> [Kaynak Metin]
==========

Perşembe, Kasım 02, 2006

Overtime



Uzun zaman sonra yine sabaha karşı duruyorum. Ofisteyim, kadim mesai arkadaşım Tatar Ramazan, kısa bi uyku molası derdiyle yalpalaya yalpaya toplantı odasının yolunu tuttu biraz önce. Şimdi de en yenimiz, en küçüğümüz yol alıyor adım adım, kısacık rüyalar hayaliyle...

Bendeyse epey zamandır bi uykusuzluk hasıl oldu. Evde olsam uyurdum, pek tabii! ama şu an mümkünatı yok. Yoğun tempodan, günün nasıl bittiğini anlayamayan bünye, geceyle birlikte iyice nevrini şaşırdı. Hasıl-ı kelam gün oldu, gece oldu, gece oldu, gün doğdu. Açıkcası hoşuma gitmiyorda değil ofisin sessizliği, istediğim müzikleri dilediğimce dinleyebilme özgürlüğü...

==========

> [Veri Kümesi Kesiti]
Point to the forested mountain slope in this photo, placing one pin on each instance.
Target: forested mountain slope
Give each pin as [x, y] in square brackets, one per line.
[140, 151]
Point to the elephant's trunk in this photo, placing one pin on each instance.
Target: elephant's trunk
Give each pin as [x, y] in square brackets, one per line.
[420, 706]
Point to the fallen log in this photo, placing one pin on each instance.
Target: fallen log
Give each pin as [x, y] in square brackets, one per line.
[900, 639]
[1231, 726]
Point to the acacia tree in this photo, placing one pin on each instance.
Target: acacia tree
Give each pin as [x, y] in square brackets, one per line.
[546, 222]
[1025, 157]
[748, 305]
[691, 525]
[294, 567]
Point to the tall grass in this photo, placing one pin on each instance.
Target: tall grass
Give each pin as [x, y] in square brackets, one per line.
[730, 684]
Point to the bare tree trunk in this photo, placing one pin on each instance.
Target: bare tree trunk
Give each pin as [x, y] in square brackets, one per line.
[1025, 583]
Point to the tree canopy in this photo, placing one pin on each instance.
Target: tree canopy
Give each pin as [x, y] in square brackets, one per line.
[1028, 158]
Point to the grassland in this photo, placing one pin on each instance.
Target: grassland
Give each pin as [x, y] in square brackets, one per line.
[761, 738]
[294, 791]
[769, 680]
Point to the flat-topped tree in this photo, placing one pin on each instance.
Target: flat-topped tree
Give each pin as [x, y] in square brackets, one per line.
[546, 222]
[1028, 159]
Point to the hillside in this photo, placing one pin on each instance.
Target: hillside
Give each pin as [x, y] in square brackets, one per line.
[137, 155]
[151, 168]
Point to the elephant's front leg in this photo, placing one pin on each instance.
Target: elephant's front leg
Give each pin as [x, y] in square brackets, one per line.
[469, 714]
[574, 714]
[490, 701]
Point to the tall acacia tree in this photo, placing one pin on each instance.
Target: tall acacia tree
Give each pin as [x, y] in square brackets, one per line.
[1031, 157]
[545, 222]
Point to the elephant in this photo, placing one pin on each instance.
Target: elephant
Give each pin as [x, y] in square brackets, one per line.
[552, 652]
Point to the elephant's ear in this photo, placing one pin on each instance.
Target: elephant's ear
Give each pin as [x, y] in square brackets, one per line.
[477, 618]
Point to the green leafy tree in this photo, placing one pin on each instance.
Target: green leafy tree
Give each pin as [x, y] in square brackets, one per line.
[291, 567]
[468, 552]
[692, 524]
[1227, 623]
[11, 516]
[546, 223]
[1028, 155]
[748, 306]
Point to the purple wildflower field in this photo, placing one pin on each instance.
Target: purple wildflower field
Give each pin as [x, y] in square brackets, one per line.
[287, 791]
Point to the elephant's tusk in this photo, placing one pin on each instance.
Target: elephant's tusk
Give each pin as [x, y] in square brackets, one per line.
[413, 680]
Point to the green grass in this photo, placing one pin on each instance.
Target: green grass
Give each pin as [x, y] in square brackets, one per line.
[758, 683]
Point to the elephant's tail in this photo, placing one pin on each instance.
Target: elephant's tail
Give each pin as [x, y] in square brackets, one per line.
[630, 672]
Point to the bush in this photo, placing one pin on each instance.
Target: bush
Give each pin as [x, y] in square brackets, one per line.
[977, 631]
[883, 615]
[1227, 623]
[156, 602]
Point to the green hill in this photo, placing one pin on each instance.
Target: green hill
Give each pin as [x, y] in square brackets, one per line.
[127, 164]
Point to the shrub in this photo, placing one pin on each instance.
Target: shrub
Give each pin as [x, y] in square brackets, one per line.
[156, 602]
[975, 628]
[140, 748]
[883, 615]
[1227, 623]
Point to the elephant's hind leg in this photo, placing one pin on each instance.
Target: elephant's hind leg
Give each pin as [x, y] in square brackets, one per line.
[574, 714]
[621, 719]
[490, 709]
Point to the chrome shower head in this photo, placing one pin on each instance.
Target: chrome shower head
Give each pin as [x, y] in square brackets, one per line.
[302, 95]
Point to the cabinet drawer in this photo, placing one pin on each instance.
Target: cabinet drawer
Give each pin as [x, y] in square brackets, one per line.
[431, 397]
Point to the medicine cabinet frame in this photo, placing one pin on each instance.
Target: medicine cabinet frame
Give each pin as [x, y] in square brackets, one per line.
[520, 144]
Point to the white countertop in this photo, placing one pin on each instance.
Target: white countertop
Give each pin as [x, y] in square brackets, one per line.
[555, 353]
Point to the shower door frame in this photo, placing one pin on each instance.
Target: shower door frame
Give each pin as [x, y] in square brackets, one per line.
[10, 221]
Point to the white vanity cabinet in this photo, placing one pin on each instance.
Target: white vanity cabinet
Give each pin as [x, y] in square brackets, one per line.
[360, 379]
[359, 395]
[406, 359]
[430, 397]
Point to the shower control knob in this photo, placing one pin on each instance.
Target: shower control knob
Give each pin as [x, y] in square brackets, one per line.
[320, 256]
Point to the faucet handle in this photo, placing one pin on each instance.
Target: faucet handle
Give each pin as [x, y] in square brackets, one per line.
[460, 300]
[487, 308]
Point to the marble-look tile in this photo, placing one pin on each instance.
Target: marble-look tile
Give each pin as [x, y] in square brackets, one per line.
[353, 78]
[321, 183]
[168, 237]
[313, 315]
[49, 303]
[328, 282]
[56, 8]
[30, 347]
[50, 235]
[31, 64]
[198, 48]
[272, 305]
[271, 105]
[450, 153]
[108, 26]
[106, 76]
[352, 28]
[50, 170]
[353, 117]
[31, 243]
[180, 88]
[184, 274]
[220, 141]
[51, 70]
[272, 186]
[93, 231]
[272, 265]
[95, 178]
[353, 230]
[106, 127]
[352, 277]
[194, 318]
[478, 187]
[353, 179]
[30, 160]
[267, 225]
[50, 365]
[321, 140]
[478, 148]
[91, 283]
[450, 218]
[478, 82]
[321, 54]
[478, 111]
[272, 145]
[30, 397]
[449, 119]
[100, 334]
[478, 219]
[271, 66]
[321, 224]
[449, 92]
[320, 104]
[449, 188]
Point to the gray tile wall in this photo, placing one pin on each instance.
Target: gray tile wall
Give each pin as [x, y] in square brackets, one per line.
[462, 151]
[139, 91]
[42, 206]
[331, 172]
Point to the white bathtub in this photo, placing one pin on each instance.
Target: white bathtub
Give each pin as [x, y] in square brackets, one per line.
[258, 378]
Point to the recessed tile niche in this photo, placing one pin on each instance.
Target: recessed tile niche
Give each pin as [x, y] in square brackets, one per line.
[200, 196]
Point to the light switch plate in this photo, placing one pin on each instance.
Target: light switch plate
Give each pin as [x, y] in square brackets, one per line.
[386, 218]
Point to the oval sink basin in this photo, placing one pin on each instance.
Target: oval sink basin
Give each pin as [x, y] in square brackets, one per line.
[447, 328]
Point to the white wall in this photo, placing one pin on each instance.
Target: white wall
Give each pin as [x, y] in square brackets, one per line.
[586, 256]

==========

> [Alıştırma Görevi] Kaynak metnin "Bendeyse epey zamandır" ifadesinden "dilediğimce dinleyebilme özgürlüğü..." ifadesine kadar uzanan kısmını, "uykusuzluk" yerine "yorgunluk" koyarak güncellenmiş biçimde yeniden yazınız.

> [Tamamlanmış Görev]
Bendeyse epey zamandır bi yorgunluk hasıl oldu. Evde olsam uyurdum, pek tabii! ama şu an mümkünatı yok. Yoğun tempodan, günün nasıl bittiğini anlayamayan bünye, geceyle birlikte iyice nevrini şaşırdı. Hasıl-ı kelam gün oldu, gece oldu, gece oldu, gün doğdu. Açıkcası hoşuma gitmiyorda değil ofisin sessizliği, istediğim müzikleri dilediğimce dinleyebilme özgürlüğü...